#### [Work to do]
Set down the material below in full, matching it exactly.

#### [Material for this exercise]

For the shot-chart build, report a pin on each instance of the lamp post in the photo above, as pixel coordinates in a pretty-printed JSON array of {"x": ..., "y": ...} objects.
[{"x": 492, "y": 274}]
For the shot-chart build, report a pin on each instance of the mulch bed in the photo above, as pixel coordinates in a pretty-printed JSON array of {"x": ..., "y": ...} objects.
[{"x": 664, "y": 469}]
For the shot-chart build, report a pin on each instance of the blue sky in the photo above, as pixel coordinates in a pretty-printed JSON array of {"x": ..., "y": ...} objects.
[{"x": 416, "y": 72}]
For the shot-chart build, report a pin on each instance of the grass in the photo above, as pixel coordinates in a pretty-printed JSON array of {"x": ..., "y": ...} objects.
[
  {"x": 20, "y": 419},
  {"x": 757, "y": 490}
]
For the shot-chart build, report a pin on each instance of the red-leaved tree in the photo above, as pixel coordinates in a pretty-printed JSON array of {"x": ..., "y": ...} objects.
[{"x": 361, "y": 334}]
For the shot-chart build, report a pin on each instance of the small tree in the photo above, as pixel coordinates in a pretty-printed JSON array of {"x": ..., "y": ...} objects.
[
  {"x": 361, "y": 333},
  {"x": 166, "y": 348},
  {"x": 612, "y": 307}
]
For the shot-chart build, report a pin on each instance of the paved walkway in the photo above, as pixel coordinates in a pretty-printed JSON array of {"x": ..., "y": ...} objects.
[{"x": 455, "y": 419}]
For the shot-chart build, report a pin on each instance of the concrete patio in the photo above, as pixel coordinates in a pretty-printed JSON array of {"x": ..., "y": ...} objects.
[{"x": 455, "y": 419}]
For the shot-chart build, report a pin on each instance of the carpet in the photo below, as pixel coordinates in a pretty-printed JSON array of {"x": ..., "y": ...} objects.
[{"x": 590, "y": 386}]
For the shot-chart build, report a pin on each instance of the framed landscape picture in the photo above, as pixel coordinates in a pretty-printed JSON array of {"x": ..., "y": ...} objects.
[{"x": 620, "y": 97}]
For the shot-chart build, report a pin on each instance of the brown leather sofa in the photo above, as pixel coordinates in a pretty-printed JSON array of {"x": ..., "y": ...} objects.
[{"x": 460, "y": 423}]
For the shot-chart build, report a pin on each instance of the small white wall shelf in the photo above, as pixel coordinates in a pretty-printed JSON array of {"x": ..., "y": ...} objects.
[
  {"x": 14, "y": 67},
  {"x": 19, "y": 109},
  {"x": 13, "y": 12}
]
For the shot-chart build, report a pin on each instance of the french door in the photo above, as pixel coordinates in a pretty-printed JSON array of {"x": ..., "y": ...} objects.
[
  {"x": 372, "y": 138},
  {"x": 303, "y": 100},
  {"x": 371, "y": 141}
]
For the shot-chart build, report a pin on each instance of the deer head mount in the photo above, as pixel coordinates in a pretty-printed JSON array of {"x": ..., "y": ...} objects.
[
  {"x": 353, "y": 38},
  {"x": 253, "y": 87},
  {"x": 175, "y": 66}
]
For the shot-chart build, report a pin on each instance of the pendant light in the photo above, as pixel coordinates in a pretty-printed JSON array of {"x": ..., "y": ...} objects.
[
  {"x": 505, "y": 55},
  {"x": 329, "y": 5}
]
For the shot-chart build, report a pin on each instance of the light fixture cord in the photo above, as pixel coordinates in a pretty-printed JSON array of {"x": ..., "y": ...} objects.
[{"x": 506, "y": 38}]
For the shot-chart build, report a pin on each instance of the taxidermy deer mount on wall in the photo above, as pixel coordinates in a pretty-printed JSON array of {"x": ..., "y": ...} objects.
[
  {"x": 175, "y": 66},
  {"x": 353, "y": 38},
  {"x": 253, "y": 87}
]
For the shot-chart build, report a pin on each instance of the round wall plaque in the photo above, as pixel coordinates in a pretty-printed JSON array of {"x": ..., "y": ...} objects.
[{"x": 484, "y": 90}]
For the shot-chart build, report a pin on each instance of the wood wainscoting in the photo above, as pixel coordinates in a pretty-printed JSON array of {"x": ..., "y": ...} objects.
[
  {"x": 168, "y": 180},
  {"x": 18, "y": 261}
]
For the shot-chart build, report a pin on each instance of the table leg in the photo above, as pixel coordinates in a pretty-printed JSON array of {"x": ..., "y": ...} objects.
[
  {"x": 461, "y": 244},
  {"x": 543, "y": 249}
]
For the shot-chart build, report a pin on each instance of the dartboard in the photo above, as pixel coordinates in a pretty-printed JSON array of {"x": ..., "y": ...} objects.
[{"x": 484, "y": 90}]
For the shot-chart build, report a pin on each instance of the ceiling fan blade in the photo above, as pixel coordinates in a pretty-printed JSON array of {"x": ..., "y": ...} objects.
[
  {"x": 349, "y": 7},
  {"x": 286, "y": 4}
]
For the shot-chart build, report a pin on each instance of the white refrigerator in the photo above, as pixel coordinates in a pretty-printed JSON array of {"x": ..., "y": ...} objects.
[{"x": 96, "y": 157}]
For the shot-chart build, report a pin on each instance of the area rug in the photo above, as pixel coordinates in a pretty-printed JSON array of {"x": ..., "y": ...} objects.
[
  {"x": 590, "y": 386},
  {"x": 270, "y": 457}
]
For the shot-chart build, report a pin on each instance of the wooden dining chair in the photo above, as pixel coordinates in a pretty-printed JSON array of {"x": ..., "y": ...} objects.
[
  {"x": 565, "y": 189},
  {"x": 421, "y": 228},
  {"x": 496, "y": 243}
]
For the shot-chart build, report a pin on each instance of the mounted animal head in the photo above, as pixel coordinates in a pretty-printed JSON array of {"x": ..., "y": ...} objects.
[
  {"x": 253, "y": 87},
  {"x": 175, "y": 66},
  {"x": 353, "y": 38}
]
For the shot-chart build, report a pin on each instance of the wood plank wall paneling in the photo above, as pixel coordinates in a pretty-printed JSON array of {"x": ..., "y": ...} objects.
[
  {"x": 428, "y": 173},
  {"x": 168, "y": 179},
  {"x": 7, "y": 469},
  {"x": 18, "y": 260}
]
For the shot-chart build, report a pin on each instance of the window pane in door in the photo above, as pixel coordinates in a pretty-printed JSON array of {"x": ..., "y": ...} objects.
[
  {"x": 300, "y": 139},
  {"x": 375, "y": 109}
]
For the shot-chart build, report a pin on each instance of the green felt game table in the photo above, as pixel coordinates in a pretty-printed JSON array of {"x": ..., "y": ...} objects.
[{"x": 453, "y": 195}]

#### [Full answer]
For the shot-chart build, report a pin on each instance of the lamp post in the photo above, as pixel coordinates in a pretty-printed JSON array of {"x": ..., "y": ...} objects.
[{"x": 492, "y": 274}]
For the shot-chart build, report a pin on each instance of the mulch bed in the photo above, as pixel coordinates in a pretty-printed JSON array of {"x": ..., "y": ...} objects.
[{"x": 664, "y": 469}]
For the shot-chart build, report a pin on each instance of the blue sky in the photo above, as pixel coordinates in a pretty-printed JSON array of {"x": ..., "y": ...} objects.
[{"x": 416, "y": 72}]
For the shot-chart build, report a pin on each instance of the grass in the photo above, as pixel coordinates in a pretty-printed JSON array of {"x": ..., "y": ...} objects.
[
  {"x": 20, "y": 419},
  {"x": 757, "y": 490}
]
For the shot-chart build, report a pin on each instance of the red-leaved tree in the photo above, as pixel coordinates in a pretty-printed JSON array of {"x": ..., "y": ...} objects.
[{"x": 361, "y": 334}]
For the shot-chart build, report a pin on each instance of the small tree in the photo above, as pixel coordinates in a pretty-printed JSON array of {"x": ..., "y": ...} objects.
[
  {"x": 361, "y": 333},
  {"x": 166, "y": 348},
  {"x": 612, "y": 307}
]
For the shot-chart build, report a pin on each instance of the paved walkway in the photo above, as pixel coordinates in a pretty-printed JSON array of {"x": ..., "y": ...} objects.
[{"x": 455, "y": 419}]
For the shot-chart build, report a pin on each instance of the concrete patio in the photo above, as pixel coordinates in a pretty-printed JSON array of {"x": ..., "y": ...} objects.
[{"x": 455, "y": 419}]
For the shot-chart build, report a pin on each instance of the carpet in the photo below, as pixel coordinates in a pretty-printed JSON array of {"x": ..., "y": ...} objects.
[{"x": 590, "y": 386}]
For the shot-chart build, report a pin on each instance of the framed landscape picture in the photo above, as pixel coordinates in a pretty-printed JSON array of {"x": ..., "y": ...} objects.
[{"x": 620, "y": 97}]
For the shot-chart build, report a pin on each instance of the brown leather sofa in the photo above, as pixel coordinates in a pretty-printed JSON array of {"x": ..., "y": ...} objects.
[{"x": 460, "y": 423}]
For the shot-chart build, report a pin on each instance of the small white wall shelf in the photo above, as pixel coordinates in a pretty-printed JSON array of {"x": ..., "y": ...} objects.
[
  {"x": 14, "y": 67},
  {"x": 19, "y": 109},
  {"x": 13, "y": 12}
]
For the shot-chart build, report a pin on each instance of the french door in the photo above, as pixel coordinates in a pretty-printed JSON array of {"x": ..., "y": ...} objects.
[
  {"x": 372, "y": 138},
  {"x": 303, "y": 100},
  {"x": 371, "y": 141}
]
For the shot-chart build, report a pin on each instance of the deer head mount in the photo above, as pixel coordinates in a pretty-printed JSON array of {"x": ..., "y": ...} objects.
[
  {"x": 353, "y": 38},
  {"x": 253, "y": 87},
  {"x": 175, "y": 66}
]
For the shot-chart build, report a pin on each instance of the pendant light in the photo above, as pixel coordinates in a pretty-printed JSON array of {"x": ..., "y": ...} objects.
[
  {"x": 505, "y": 55},
  {"x": 329, "y": 5}
]
For the shot-chart build, report a pin on each instance of the light fixture cord in the photo above, as pixel coordinates in a pretty-printed JSON array of {"x": ..., "y": ...} objects.
[{"x": 506, "y": 38}]
For the shot-chart build, report a pin on each instance of the taxidermy deer mount on wall in the photo above, as pixel coordinates in a pretty-printed JSON array of {"x": ..., "y": ...} objects.
[
  {"x": 175, "y": 66},
  {"x": 353, "y": 38},
  {"x": 253, "y": 87}
]
For the shot-chart build, report a pin on each instance of the round wall plaque in the photo above, as pixel coordinates in a pretty-printed JSON array of {"x": ..., "y": ...} objects.
[{"x": 484, "y": 90}]
For the shot-chart build, report a pin on each instance of the wood wainscoting in the photo above, as pixel coordinates in a pretty-printed JSON array of {"x": ..., "y": ...} objects.
[
  {"x": 168, "y": 180},
  {"x": 18, "y": 261}
]
For the shot-chart build, report a pin on each instance of the table leg in the photo above, as pixel coordinates in a pretty-printed JSON array of {"x": ..., "y": ...} objects.
[
  {"x": 461, "y": 244},
  {"x": 543, "y": 249}
]
For the shot-chart build, report a pin on each instance of the dartboard in the photo above, as pixel coordinates in a pretty-printed JSON array of {"x": ..., "y": ...} objects.
[{"x": 484, "y": 90}]
For the shot-chart build, report a pin on each instance of the ceiling fan blade in the photo above, as pixel coordinates in a pretty-printed JSON array of {"x": ..., "y": ...} objects.
[
  {"x": 349, "y": 7},
  {"x": 286, "y": 4}
]
For the shot-chart build, report a pin on each instance of the white refrigerator in the photo above, as pixel coordinates in a pretty-printed JSON array of {"x": ..., "y": ...} objects.
[{"x": 96, "y": 157}]
For the shot-chart build, report a pin on each instance of the area rug in the photo above, as pixel coordinates in a pretty-printed JSON array of {"x": ..., "y": ...} objects.
[
  {"x": 590, "y": 386},
  {"x": 270, "y": 457}
]
For the shot-chart build, report a pin on each instance of the wooden dining chair in the photo above, as pixel coordinates in a pretty-printed JSON array of {"x": ..., "y": ...} objects.
[
  {"x": 565, "y": 189},
  {"x": 421, "y": 228},
  {"x": 496, "y": 243}
]
For the shot-chart build, report a pin on each instance of the mounted animal head in the photo above, as pixel coordinates in a pretty-printed JSON array of {"x": ..., "y": ...} objects.
[
  {"x": 253, "y": 87},
  {"x": 175, "y": 66},
  {"x": 353, "y": 38}
]
For the shot-chart build, report a pin on each instance of the wood plank wall paneling in the photo above, as pixel coordinates in a pretty-printed JSON array of {"x": ..., "y": ...} objects.
[
  {"x": 428, "y": 173},
  {"x": 168, "y": 179},
  {"x": 7, "y": 469},
  {"x": 18, "y": 260}
]
For the shot-chart build, report a pin on each instance of the window pane in door in the photo above, as pixel coordinates in a pretty-printed JSON array of {"x": ..., "y": ...} objects.
[
  {"x": 300, "y": 139},
  {"x": 375, "y": 109}
]
For the shot-chart build, report a pin on each instance of the green felt game table in the photo above, as pixel coordinates in a pretty-printed JSON array of {"x": ..., "y": ...} objects.
[{"x": 453, "y": 195}]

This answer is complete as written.